### Written task
From the start of the records up to and including the line with "x=977, y=661", substitute "Place a point" for "Drop a point" and reproduce only those lines, with everything else unchanged. Leave the pictures out of your answer.

═══ Data supplied ═══

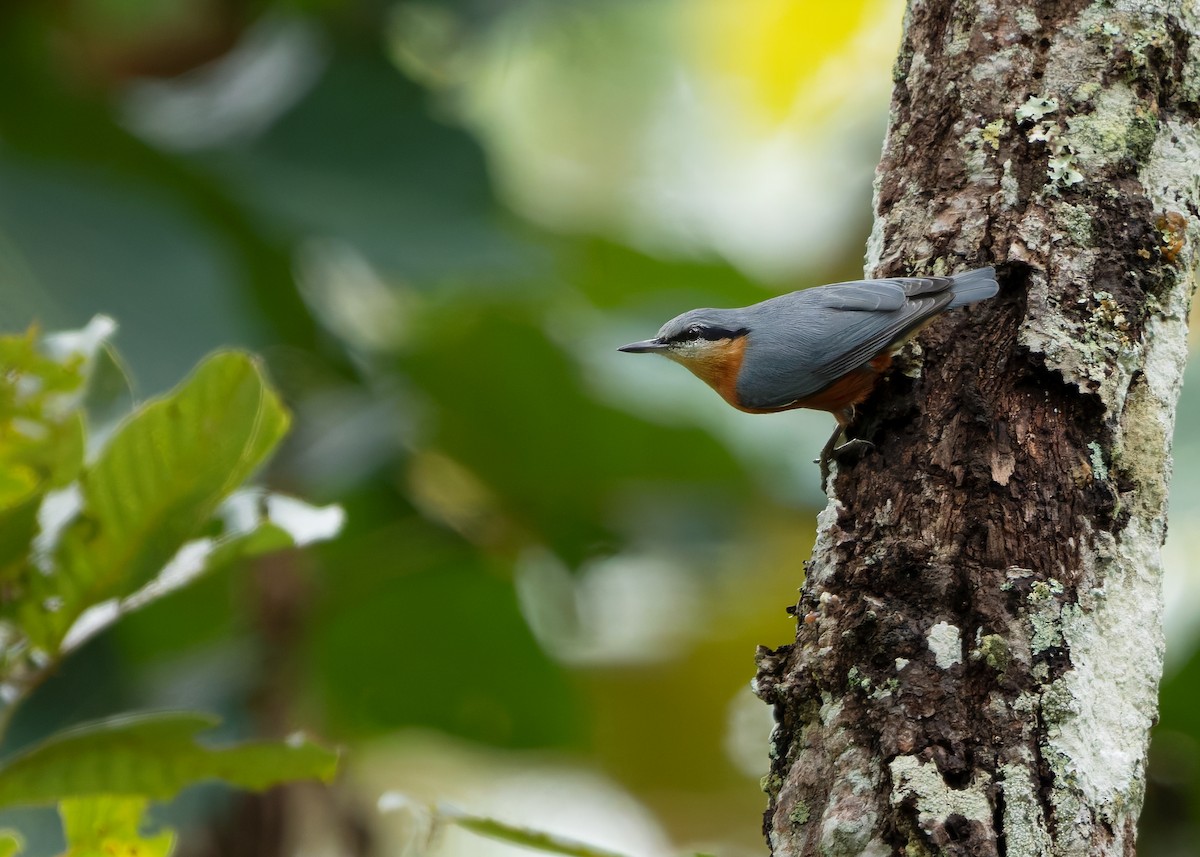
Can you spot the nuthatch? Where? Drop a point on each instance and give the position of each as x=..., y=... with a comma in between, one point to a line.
x=820, y=348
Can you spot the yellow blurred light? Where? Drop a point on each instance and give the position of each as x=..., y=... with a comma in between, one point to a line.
x=773, y=49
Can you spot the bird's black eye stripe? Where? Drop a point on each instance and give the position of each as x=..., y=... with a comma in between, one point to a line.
x=707, y=331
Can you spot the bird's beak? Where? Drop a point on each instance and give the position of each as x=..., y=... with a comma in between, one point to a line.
x=643, y=346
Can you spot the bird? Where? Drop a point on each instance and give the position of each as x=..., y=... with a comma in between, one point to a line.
x=822, y=348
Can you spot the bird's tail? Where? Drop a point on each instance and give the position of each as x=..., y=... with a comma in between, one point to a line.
x=973, y=286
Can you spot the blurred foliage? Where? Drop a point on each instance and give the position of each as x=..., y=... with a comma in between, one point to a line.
x=436, y=221
x=88, y=539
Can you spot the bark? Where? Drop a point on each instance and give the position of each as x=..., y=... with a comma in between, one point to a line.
x=977, y=659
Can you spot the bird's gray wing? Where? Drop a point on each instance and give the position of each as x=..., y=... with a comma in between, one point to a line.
x=808, y=340
x=876, y=294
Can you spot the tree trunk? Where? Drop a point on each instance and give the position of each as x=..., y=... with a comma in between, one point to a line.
x=977, y=659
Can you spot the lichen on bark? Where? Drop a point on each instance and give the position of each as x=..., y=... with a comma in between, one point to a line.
x=977, y=661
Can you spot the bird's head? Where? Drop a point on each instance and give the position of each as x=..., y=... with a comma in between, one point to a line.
x=709, y=342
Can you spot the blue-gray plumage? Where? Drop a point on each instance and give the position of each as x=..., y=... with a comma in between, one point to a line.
x=820, y=347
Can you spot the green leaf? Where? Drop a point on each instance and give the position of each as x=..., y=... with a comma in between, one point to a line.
x=155, y=486
x=256, y=522
x=526, y=837
x=153, y=756
x=107, y=826
x=11, y=844
x=41, y=432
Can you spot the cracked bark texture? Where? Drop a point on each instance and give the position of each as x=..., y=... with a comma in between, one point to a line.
x=978, y=647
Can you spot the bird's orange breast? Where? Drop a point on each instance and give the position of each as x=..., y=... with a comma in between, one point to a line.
x=720, y=364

═══

### Response to this task
Can you spot the nuthatch? Where? Place a point on each instance and give the position of each as x=..., y=... with a comma in between, one point to a line.
x=820, y=348
Can you spot the yellow blurred light? Where? Place a point on each instance and give the position of each as x=..., y=... with a comma in between, one point to a line.
x=773, y=49
Can you spot the bird's black eye stripe? Where? Place a point on each instance and give the position of each as x=..., y=... with a comma in between, one point to a line.
x=707, y=331
Can you spot the bird's beak? Where? Place a point on each instance and give the position of each as x=..., y=... with a comma in between, one point to a line.
x=643, y=346
Can you spot the bird? Where? Place a point on each instance and give the position of each as x=..., y=... with a comma in between, one point to a line.
x=822, y=348
Can you spot the bird's tail? Where? Place a point on each instance and give the position of each as x=..., y=... with a comma in between, one point to a line.
x=973, y=286
Can you spot the blurred foliage? Where? Place a point on each instance and give the position of each as x=..., y=... with a comma in between, one point to a line.
x=436, y=221
x=88, y=539
Can you spot the bark? Where? Place a point on each instance and give the position of each as x=..., y=... with a comma in between, one point to a line.
x=977, y=659
Can you spot the bird's gray wing? Where? Place a point on each instance and give the position of each as x=..., y=... with a comma in between, one point to a line.
x=808, y=340
x=876, y=294
Can you spot the tree trunk? Where? Place a point on each instance and give the position of each as x=..., y=... with a comma in between, one point to a line.
x=977, y=659
Can you spot the lichen on bark? Where? Place a point on each instance and give the position of each as x=..., y=... with a comma in between, one point to a line.
x=977, y=661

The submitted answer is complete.